Superior rheological properties lead to the complete filling of cartilage lesions via minimally invasive approaches. Our product has rheological properties, which govern the specific ways how materials deform or flow, that are advantageous for cartilage reconstruction. Perhaps the most notable is its low viscosity, which allows the use of Inkure®Cartilage with minimally invasive (arthroscopic) approaches that aim to bioprint cartilage tissue in situ (such as Cells for Cells’ ArthroPaint™). Importantly, these rheological features prevent the material’s clogging in small-diameter tubes and the spontaneous gelation of the hydrogel at room temperature. Moreover, given its effortless flow, surgeons using Inkure®Cartilage can completely fill the damaged area and avoid gaps between the reconstructed tissue and the surrounding cartilage, which is known to generate issues that can result in the procedure’s long-term failure.

Pores generated in vivo contribute to avoiding the need for scaffold post-processing outside the body. A substantial amount of scaffold porosity is often necessary to allow for homogeneous cell distribution and interconnection throughout engineered tissues. Increased porosity offers an ideal environment for cell adhesion, proliferation, and targeted differentiation due to higher diffusion of nutrients and oxygen, especially in the case of tissues such as cartilage that lack vasculature. Nevertheless, incorporating pores typically requires complex post-processing steps following scaffold formation. These post-processing steps cannot be conducted inside the body, so new pore-formating approaches were necessary. 

Inkure®Cartilage has controlled porosity due to the inclusion of novel customized porogenic elements designed to generate pores of deliberate size only after implantation. By incorporating these porogenic elements, we encourage chondrocyte migration to an environment where they can thrive and form new hyaline cartilage.

--- SOURCE INFORMATION ---
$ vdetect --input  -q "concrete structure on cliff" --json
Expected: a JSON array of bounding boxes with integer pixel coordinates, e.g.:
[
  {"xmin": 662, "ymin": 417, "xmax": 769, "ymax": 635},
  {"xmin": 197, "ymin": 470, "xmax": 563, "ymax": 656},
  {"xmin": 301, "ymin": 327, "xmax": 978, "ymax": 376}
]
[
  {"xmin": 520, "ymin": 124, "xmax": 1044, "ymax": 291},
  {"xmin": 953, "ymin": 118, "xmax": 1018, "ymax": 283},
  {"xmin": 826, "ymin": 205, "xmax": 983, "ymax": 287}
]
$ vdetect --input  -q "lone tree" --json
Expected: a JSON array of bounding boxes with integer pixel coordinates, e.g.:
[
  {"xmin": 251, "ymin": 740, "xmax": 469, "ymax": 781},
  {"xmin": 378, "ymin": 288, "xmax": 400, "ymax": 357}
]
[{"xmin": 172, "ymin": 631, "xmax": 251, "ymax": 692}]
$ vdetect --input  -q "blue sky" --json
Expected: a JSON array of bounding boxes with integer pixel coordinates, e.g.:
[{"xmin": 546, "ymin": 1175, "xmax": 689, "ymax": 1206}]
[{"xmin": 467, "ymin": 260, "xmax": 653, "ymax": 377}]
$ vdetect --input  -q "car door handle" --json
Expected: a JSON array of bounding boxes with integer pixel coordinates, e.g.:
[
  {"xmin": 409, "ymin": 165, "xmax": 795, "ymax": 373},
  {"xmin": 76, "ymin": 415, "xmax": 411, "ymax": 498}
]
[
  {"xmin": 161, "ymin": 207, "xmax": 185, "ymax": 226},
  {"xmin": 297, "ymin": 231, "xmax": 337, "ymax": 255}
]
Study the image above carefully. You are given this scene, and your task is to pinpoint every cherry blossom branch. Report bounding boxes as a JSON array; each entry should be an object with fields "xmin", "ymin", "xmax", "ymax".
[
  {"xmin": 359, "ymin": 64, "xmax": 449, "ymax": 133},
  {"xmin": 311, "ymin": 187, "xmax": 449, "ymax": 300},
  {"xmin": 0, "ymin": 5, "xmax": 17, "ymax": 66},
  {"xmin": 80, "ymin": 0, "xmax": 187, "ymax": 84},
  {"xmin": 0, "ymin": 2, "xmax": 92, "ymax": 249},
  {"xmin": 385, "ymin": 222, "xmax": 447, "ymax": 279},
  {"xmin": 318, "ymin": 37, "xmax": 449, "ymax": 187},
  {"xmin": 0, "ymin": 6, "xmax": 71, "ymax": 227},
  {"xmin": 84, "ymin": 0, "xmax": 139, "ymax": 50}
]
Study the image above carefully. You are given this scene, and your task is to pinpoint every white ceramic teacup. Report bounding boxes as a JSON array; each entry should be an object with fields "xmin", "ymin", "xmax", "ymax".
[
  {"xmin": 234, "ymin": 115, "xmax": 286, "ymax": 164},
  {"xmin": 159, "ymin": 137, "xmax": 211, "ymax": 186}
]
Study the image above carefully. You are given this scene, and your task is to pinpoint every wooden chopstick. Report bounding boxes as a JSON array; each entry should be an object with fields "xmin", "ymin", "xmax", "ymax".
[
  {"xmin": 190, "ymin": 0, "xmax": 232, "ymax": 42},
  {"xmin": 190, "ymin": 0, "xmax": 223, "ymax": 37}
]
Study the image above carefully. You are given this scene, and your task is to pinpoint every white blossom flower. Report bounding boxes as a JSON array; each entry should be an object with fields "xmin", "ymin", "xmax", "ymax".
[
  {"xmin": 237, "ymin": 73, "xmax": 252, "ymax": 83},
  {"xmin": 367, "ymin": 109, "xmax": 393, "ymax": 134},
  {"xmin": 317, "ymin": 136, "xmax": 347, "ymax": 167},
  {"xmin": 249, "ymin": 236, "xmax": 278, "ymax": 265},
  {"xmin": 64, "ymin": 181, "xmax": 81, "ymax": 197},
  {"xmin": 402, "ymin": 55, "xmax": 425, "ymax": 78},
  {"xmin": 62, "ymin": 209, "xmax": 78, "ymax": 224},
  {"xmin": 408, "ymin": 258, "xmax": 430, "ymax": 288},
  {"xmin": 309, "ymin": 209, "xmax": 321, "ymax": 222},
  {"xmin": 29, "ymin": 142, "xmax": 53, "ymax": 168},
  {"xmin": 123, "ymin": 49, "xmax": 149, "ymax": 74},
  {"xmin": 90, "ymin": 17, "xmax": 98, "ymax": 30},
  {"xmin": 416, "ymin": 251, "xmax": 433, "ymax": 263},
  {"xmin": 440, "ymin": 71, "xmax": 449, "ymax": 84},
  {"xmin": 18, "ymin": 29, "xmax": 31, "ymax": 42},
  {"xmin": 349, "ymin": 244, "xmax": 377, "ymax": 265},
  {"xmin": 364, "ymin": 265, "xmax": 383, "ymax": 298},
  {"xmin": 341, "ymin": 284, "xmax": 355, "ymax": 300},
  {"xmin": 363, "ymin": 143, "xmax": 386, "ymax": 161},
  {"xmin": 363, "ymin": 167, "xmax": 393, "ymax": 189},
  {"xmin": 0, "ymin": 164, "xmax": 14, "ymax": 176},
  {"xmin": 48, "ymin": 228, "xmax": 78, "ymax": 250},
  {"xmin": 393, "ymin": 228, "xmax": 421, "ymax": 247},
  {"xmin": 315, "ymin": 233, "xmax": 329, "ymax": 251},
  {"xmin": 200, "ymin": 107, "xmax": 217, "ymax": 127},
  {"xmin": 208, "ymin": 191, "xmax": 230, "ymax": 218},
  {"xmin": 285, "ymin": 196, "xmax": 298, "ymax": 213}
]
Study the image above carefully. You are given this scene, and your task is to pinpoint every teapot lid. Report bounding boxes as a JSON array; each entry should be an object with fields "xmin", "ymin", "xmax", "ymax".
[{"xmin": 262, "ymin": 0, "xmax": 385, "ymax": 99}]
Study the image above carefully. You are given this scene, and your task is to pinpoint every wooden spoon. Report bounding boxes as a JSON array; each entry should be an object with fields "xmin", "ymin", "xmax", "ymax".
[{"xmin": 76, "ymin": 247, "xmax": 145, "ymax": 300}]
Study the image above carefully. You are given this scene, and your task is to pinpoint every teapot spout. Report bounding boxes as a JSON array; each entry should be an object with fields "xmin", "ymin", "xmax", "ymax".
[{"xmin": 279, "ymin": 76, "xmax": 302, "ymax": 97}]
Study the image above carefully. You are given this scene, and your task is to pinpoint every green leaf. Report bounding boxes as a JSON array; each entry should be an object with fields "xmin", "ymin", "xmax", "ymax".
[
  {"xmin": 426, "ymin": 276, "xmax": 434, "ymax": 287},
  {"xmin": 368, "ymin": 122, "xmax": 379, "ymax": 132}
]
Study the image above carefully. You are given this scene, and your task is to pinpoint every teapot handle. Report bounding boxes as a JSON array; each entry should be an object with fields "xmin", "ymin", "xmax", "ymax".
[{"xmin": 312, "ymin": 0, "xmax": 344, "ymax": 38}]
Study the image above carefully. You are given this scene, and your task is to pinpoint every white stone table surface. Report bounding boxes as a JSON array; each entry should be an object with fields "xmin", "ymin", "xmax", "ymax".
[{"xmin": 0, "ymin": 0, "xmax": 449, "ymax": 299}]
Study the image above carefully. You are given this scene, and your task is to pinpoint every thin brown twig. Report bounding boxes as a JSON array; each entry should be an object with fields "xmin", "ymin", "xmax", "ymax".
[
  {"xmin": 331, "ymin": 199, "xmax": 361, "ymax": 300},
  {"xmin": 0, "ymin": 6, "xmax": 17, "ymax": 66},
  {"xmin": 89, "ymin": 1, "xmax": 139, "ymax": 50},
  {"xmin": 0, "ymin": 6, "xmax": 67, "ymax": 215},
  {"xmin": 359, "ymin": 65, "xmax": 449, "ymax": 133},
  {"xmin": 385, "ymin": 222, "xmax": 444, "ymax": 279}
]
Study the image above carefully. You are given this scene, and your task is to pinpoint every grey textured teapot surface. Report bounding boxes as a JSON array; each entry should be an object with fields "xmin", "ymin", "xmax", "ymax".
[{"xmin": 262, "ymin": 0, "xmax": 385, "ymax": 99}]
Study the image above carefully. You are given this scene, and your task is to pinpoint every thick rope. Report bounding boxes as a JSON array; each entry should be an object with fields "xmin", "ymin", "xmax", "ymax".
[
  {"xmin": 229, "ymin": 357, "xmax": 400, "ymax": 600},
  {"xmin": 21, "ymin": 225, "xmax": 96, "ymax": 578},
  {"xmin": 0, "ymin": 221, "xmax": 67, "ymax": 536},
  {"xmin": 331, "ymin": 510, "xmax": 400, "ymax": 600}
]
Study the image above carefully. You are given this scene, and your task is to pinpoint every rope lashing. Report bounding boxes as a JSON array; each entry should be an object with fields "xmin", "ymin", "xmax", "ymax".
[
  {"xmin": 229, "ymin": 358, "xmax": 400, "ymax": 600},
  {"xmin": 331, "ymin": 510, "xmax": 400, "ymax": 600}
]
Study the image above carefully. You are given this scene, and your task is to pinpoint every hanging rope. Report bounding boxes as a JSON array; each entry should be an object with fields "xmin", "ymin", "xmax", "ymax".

--- EXERCISES TO COMPLETE ---
1. Reproduce a section of the Inkure®Cartilage passage verbatim: begin at the words "Pores generated in" and stop after "approaches were necessary.".
2. In the Inkure®Cartilage passage, when do the customized porogenic elements generate pores?
The items are separate material, unrelated to the Inkure®Cartilage passage.

--- RESPONSES PER TASK ---
1.
Pores generated in vivo contribute to avoiding the need for scaffold post-processing outside the body. A substantial amount of scaffold porosity is often necessary to allow for homogeneous cell distribution and interconnection throughout engineered tissues. Increased porosity offers an ideal environment for cell adhesion, proliferation, and targeted differentiation due to higher diffusion of nutrients and oxygen, especially in the case of tissues such as cartilage that lack vasculature. Nevertheless, incorporating pores typically requires complex post-processing steps following scaffold formation. These post-processing steps cannot be conducted inside the body, so new pore-formating approaches were necessary.

2. Only after implantation.